→ **Directions for this task**
Reproduce every one of the records below line for line, leaving out the pictures.

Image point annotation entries
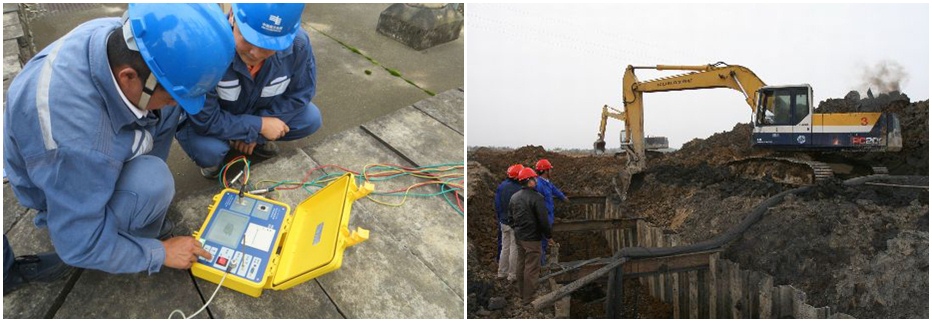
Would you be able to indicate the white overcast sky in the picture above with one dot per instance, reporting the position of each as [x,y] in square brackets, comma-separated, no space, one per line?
[540,74]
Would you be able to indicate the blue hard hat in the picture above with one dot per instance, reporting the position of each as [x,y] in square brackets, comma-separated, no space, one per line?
[188,47]
[268,25]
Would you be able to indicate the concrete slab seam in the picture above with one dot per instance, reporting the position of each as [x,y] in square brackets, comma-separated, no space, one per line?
[438,120]
[324,289]
[389,146]
[17,219]
[60,299]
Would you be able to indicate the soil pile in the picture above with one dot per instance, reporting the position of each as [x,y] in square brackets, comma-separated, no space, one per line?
[863,250]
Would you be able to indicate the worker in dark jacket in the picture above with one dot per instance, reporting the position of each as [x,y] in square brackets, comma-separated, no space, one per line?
[529,221]
[508,250]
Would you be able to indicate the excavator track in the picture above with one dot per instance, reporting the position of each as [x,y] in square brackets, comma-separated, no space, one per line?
[800,172]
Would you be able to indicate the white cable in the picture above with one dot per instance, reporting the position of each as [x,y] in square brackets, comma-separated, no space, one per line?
[209,300]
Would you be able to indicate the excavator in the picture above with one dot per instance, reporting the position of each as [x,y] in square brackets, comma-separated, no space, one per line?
[784,118]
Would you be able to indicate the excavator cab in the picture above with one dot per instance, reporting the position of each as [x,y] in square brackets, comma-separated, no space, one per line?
[785,119]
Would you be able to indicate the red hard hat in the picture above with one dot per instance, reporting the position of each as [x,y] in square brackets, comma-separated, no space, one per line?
[514,169]
[526,173]
[543,164]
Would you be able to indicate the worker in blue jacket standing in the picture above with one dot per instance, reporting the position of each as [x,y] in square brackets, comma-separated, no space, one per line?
[88,126]
[549,191]
[507,248]
[264,96]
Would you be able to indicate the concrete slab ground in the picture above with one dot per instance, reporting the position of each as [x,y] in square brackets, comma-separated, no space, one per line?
[346,94]
[412,266]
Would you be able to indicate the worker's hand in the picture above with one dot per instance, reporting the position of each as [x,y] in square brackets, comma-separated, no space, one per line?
[273,128]
[245,148]
[181,252]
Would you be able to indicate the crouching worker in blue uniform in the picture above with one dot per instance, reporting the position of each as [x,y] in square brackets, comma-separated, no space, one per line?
[264,96]
[89,124]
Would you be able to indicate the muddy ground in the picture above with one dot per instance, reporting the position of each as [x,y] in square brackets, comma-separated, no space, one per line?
[863,250]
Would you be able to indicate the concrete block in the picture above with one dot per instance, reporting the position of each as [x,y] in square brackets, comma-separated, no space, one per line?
[446,107]
[418,137]
[36,300]
[10,47]
[13,30]
[420,26]
[11,66]
[10,19]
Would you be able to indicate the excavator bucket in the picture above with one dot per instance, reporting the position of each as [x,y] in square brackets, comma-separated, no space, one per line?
[599,145]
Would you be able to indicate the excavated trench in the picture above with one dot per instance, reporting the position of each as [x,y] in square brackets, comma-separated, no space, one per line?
[860,250]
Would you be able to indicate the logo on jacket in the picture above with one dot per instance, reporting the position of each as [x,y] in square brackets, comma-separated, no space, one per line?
[142,143]
[277,27]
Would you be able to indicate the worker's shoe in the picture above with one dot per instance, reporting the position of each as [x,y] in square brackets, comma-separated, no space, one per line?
[41,268]
[210,172]
[267,150]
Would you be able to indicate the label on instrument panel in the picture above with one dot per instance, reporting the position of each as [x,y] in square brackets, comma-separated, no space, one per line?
[259,237]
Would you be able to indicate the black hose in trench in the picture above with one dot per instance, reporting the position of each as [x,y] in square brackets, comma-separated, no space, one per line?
[629,253]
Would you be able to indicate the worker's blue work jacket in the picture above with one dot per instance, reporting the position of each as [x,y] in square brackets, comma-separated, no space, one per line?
[549,191]
[67,134]
[284,86]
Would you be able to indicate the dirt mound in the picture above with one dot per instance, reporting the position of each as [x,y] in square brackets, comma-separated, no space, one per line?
[842,244]
[863,250]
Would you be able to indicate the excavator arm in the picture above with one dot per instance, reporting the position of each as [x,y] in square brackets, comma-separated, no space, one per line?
[717,75]
[607,112]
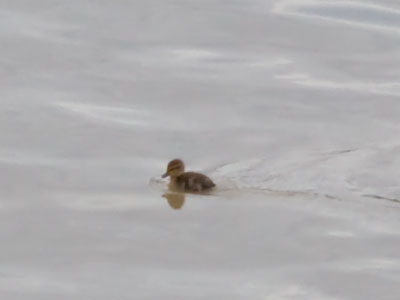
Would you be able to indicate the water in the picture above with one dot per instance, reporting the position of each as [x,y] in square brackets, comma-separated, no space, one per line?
[295,117]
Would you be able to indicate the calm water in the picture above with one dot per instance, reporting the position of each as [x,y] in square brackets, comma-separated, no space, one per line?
[291,107]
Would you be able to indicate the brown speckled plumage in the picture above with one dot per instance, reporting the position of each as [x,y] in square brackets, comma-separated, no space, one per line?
[187,181]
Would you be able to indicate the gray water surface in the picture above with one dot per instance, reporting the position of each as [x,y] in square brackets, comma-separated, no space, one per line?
[296,118]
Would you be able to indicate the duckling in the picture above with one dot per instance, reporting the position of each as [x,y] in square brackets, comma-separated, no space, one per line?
[186,181]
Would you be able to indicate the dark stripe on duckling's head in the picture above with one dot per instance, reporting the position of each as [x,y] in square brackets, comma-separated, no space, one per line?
[175,168]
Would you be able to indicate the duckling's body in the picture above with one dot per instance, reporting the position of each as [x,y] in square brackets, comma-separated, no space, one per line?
[187,181]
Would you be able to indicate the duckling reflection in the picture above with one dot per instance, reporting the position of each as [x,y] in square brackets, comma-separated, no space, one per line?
[186,181]
[175,200]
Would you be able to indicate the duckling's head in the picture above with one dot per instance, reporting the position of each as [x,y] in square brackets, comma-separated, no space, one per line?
[175,168]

→ **Answer in full**
Would you be able to indicate the white overcast sky in the picture above with one dot per instance, reporting the position of each as [x,y] in square brackets, comma-separated, no space, one per line?
[540,74]
Would you be able to indicate the blue hard hat in the picture above with one dot per instance, reporting the position of each as [x,y] in square brackets, comma-separated, no space, one per line?
[188,47]
[268,25]
Would you be able to indicate the concrete slab seam in the picture above with one dot per instance, reporting the position of each as [x,y] in square brackets, comma-separated, no space, one per line?
[438,120]
[324,289]
[389,146]
[17,219]
[60,299]
Would you be able to indicate the soil pile in the picture above with one dot per instance, reporting the position of each as [x,y] in square brackets, comma-separated, no space, one per line?
[863,250]
Would you be able to indicate the worker in dark jacket in the picture above with one dot per instance, reporting the position of each as [x,y] in square brackets, comma-separated, no space, one per line?
[529,221]
[508,250]
Would you be able to indicate the excavator track in the picture above with one dot per instance, reporting the position of each as [x,y] in square brackets, comma-separated, no space, one per line?
[800,172]
Would you be able to indicate the white cable in the picture above with one dot per instance, reporting the position of each as [x,y] in square brackets, comma-separated, no space, one per line?
[209,300]
Would you be able to indicate the excavator in the picture above with one dot per instance, reporting the position of each as [x,y] in square brackets, comma-separated, no space, one per line?
[784,118]
Would you be able to indicate the excavator cab in the picture above with one dot per instance, reporting the position of each as [x,y] in square brackets, comma-separated, no space, one per line?
[785,119]
Would you be able to indicate the red hard hat in the picture above with one dot per instance, reporting the position of each as [x,y] in square brackets, comma-separated, no space, one per line?
[514,169]
[526,173]
[543,164]
Would you be able to indicate the worker in blue jacket standing in the picture above with one dot per instance, reporting the position of each as [x,y] in square brackets, comma-separated, no space, one per line?
[88,126]
[549,191]
[507,248]
[264,96]
Would you be able to indicate the concrete slab ground in the picture above with one dot per instance, reporting the position of each as [x,y] in square brackets, comma-separated, no space, one per line?
[346,94]
[412,266]
Would you be able to indicate the worker's hand in the picture above with one dot per instance, reporting the position of each as [x,y] in square brackets, comma-separated, no space, one per line?
[273,128]
[245,148]
[181,252]
Would you be able to indicate the crouching worker in blue uniform in the picture above with one dot per instance, reporting the position of each as [x,y] in square brackets, comma-separated, no space, one per line?
[264,96]
[89,124]
Would you be able to indicate the muddy ground in the picture above with one dot per instance, reporting the position of each as [x,y] in square brackets, comma-separated, no space, one per line?
[863,250]
Would you be able to indicate the concrete block in the picture above with one dot per instance, reporting the position of each as [x,y] in square brackets, comma-separated, no space, one per line?
[446,107]
[418,137]
[36,300]
[10,47]
[13,30]
[420,26]
[11,66]
[10,19]
Would you be able to indicate the excavator bucket in the picture above with one dot per instance, reporting the position of each as [x,y] in square brackets, comma-separated, no space, one per line?
[599,145]
Would you be able to indicate the excavated trench in the picture above with one dot per instance, reporting the position of each as [x,y] in square brackets, comma-separated, no space, one per line?
[860,250]
Would you be able to indicate the logo on jacket in the picture above with one dot per instance, reporting the position of each as [x,y] in square brackets, comma-separated, no space, one per line?
[142,143]
[277,27]
Would you be able to indicate the worker's shoe in the picture above with one dot per instance, reporting the position of each as [x,y] in square brackets, comma-separated, no space, one per line?
[41,268]
[210,172]
[267,150]
Would you be able to indicate the label on instrument panel in the picture above with one dot per instance, reporting the position of each as [x,y] in square brackets, comma-separated, no space, one per line?
[259,237]
Would you be able to indicate the black hose in trench in the picture above with one dot per instance, reporting the position of each as [x,y] in square brackets, comma-separated, no space, one per line?
[629,253]
Would you be able to indicate the worker's blue work jacket in the picture above with one dot per instance, reporting the position of each as [x,y] in square brackets, comma-separated, no space, one per line?
[549,191]
[67,134]
[284,86]
Would you be able to indicate the dirt mound in the picture above with one dot per instance, reporting the position of each as [x,y] in square brackets, comma-separated, no space, one per line?
[842,244]
[863,250]
Would you be able to indicate the excavator arm in the picture above with one dot per instance, reporting the position of each as [x,y] in square brackets, comma-separated, no space, one per line?
[717,75]
[607,112]
Would you be able to indicate the water in the picture above with one dot per instance, reporting the position of each as [x,y] in square brackets, comma-separated, no space, one per line?
[295,117]
Would you be able to indicate the calm water in the picture above with one dot per instance, reporting the position of each as [x,y] in square brackets, comma-separated, no space, one per line?
[291,107]
Would you be able to indicate the brown speckled plumage in the picture above with one dot per instance, reporting the position of each as [x,y] in square brackets, comma-separated, no space, one per line?
[187,181]
Would you be able to indicate the gray water surface in the picture above with one dot per instance, reporting the position of each as [x,y] in square brackets, comma-separated, no space, one per line?
[296,118]
Would you be able to indicate the duckling in the picture above with one dot per instance, reporting the position of each as [x,y] in square brackets, comma-separated, no space, one per line?
[186,181]
Would you be able to indicate the dark stripe on duckling's head in the picture above with one dot per instance, reporting the position of each as [x,y] in square brackets, comma-separated, no space, one per line?
[175,168]
Would you be able to indicate the duckling's body in the picture above with one dot per instance, reporting the position of each as [x,y] in square brackets, comma-separated, no space, one per line?
[187,181]
Would you be able to indicate the duckling reflection in the picture above with one dot per instance, reporting the position of each as [x,y] in square brackets, comma-separated, no space, one per line?
[186,181]
[175,200]
Would you be able to indicate the duckling's head in the picture above with one dot per instance, reporting the position of each as [x,y] in square brackets, comma-separated, no space, one per line?
[175,168]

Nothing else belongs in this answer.